• _EXERCISE DIRECTIONS_: Could each entry be returned exactly as it appears?
= = = = =
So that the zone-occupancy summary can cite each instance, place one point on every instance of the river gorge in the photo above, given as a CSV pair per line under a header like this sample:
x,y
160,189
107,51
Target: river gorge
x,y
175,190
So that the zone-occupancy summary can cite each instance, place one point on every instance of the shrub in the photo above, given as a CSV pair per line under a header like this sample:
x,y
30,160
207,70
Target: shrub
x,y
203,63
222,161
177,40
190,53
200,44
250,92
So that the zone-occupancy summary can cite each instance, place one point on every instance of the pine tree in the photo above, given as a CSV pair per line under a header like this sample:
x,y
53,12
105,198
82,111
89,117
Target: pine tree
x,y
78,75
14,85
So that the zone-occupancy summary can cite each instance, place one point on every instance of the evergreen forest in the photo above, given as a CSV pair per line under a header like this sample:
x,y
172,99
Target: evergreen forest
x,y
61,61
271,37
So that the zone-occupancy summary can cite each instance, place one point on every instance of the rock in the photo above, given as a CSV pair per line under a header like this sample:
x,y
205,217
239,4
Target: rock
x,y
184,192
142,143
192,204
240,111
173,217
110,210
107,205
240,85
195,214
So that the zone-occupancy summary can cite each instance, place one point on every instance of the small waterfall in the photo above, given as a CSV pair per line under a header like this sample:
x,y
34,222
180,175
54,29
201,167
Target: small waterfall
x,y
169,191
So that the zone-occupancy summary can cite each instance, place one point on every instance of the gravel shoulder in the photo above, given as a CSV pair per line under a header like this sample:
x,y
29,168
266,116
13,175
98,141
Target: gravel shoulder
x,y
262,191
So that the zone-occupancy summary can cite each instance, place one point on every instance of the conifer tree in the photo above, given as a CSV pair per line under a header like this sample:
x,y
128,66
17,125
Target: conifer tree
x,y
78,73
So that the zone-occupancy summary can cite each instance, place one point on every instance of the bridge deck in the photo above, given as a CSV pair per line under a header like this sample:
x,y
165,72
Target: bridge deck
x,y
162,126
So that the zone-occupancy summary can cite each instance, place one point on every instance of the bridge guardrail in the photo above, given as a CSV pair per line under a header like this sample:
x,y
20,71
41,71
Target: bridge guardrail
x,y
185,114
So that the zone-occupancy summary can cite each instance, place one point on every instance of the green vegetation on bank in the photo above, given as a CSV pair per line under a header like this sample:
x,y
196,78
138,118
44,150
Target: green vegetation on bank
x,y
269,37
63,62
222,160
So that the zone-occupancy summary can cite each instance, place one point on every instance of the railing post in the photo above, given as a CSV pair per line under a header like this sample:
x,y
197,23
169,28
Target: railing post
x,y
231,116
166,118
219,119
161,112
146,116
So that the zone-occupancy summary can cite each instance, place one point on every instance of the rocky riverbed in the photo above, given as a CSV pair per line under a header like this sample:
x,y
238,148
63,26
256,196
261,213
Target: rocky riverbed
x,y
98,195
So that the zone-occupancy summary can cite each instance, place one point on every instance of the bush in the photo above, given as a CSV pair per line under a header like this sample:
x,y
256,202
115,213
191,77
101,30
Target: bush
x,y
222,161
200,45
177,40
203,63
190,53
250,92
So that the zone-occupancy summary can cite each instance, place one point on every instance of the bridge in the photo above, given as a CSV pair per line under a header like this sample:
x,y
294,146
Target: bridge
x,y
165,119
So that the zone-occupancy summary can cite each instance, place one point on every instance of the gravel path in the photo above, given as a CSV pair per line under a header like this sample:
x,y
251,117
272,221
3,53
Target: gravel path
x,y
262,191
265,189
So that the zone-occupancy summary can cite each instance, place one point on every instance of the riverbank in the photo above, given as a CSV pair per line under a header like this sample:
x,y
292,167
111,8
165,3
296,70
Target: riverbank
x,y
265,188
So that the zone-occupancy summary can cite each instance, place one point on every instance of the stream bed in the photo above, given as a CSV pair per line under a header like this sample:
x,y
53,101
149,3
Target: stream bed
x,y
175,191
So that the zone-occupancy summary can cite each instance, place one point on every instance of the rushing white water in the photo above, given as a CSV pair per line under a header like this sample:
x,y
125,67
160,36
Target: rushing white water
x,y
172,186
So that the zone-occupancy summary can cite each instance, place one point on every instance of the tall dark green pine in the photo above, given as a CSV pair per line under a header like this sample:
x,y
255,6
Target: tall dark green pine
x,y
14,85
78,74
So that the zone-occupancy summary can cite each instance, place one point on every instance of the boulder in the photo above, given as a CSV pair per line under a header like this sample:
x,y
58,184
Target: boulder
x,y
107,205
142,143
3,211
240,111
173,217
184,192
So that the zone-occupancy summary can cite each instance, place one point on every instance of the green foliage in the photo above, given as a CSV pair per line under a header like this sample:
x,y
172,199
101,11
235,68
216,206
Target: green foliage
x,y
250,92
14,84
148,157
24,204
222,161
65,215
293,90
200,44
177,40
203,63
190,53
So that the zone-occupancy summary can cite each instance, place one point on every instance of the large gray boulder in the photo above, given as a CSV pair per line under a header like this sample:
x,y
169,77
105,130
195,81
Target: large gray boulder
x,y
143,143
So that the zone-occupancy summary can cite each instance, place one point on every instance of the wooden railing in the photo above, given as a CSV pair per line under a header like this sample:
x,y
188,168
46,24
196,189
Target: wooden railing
= = = = =
• _EXPECTED ANSWER_:
So that the zone-occupancy summary can cite each instance, place one point on every instance of the river gorge in the photo above, given as a CSV pair per line under a header like this sample:
x,y
160,189
107,51
Target: river gorge
x,y
175,190
So that the zone-occupancy summary can cite each instance, place one point on every instance of the shrub in the photo above, given as a CSV pair per line under a header like this sample:
x,y
30,160
207,70
Target: shrub
x,y
203,63
222,161
177,40
190,53
200,44
250,92
So that the zone-occupancy summary can cite each instance, place one point on every instance of the pine tree in the photo above, given as a CSV pair per line under a header like this sample:
x,y
53,12
105,198
82,111
89,117
Target: pine tree
x,y
78,75
14,85
So that the zone-occupancy summary can cite each instance, place one point on every instance of the evergreen forest in the photo above, given as a CSV pair per line under a header like this sample:
x,y
172,99
Target: evergreen forest
x,y
61,61
271,37
So that the zone-occupancy summary can cite each instance, place one point on every instance of the rock in the photo above, given as a CSV pair per line under a header like this sample:
x,y
205,217
239,4
Target: rock
x,y
184,192
142,143
192,204
240,111
173,217
110,210
107,205
240,85
195,214
So that the zone-occupancy summary can cite each instance, place one point on every instance of the small waterfall in the photo above, given as a CSV pair per line under a header like this sample:
x,y
34,222
180,175
54,29
201,167
Target: small waterfall
x,y
169,191
So that the zone-occupancy summary can cite each instance, place one point on every instance of the gravel shoulder in the photo above, given as a CSV pair per line under a header like this sample:
x,y
29,168
266,116
13,175
98,141
Target: gravel shoulder
x,y
262,191
So that the zone-occupancy summary can cite each instance, place one point on every instance of the conifer tree in the photo above, given as a CSV pair per line under a header like this sample:
x,y
128,66
17,125
Target: conifer tree
x,y
78,73
So that the zone-occupancy summary can cite each instance, place one point on every instance of the bridge deck in the photo above, given as a CSV pair per line under a header like this sample:
x,y
165,72
Target: bridge deck
x,y
162,126
So that the zone-occupancy summary can cite each instance, place one point on every instance of the bridge guardrail in the photo above, given as a CSV pair per line under a header like this sample:
x,y
20,71
41,71
Target: bridge guardrail
x,y
185,114
So that the zone-occupancy summary can cite each instance, place one point on every instance of the green vegetation on bank in the photo above, given as a CSV pair per line under a header like this sample:
x,y
196,78
138,118
44,150
Target: green vegetation on bank
x,y
269,37
63,62
222,160
So that the zone-occupancy summary can cite each instance, place one point on every instance of the railing post in the photo above, given as a CSV pair per line under a header like this sample:
x,y
197,23
169,28
Target: railing post
x,y
231,116
166,118
219,119
161,112
146,116
So that the zone-occupancy summary can cite each instance, place one point on every instance of the rocky riverbed in the photo above, given as a CSV pair per line under a header like this sample:
x,y
238,148
63,26
256,196
261,213
Target: rocky riverbed
x,y
98,195
So that the zone-occupancy summary can cite each instance, place one point on every instance of the bush in the photo above, given as a CSV pair per line under a header like this sample:
x,y
256,202
115,213
191,77
101,30
Target: bush
x,y
222,161
200,45
177,40
203,63
190,53
250,92
So that the zone-occupancy summary can cite each instance, place one point on every instance of the bridge in the photo above, given as a CSV pair per line under a header like this sample:
x,y
294,146
Target: bridge
x,y
165,119
So that the zone-occupancy summary can cite each instance, place one point on every instance of the gravel path in the photo above, given as a CSV pair per line under a header like this sample:
x,y
251,117
272,221
3,53
Target: gravel path
x,y
262,191
265,189
So that the zone-occupancy summary can cite each instance, place one point on every instance of the riverbank in the photo above, given as a CSV pair per line under a header like this sample:
x,y
292,167
111,8
165,3
296,70
Target: riverbank
x,y
265,188
So that the zone-occupancy summary can cite each instance, place one point on every instance of the stream bed in the photo above, given as a CSV pair per line under a header like this sample:
x,y
53,101
149,3
Target: stream bed
x,y
175,191
So that the zone-occupancy summary can cite each instance, place one point on every instance of the rushing white water in the photo above, given as a CSV pair per line under a header like this sample:
x,y
125,67
160,36
Target: rushing white water
x,y
172,186
So that the zone-occupancy summary can cite each instance, place one point on every instance of the tall dark green pine in the photo above, given as a CSV pair per line under a header like this sample:
x,y
255,6
Target: tall dark green pine
x,y
14,85
78,74
So that the zone-occupancy summary can cite each instance, place one point on every instance of the boulder in the photo above, given as a CSV pair per line under a header like this sample:
x,y
58,184
Target: boulder
x,y
107,205
142,143
3,211
240,111
173,217
184,192
So that the zone-occupancy summary can cite each instance, place one point on every instance of the green foliage in the photo above, given as a CSV pair per line under a header like this sample:
x,y
172,199
101,11
235,68
216,206
Target: green foliage
x,y
250,92
14,84
148,157
24,204
222,161
65,215
293,90
200,44
177,40
203,63
190,53
So that the zone-occupancy summary can cite each instance, place one point on every instance of the large gray boulder in the photo above, given as a CSV pair per line under a header like this sample:
x,y
169,77
105,130
195,81
Target: large gray boulder
x,y
143,143
So that the zone-occupancy summary can cite each instance, place one point on every instance of the wooden railing in the photo above, given as a CSV pair per line under a header like this sample:
x,y
188,168
46,24
196,189
Target: wooden railing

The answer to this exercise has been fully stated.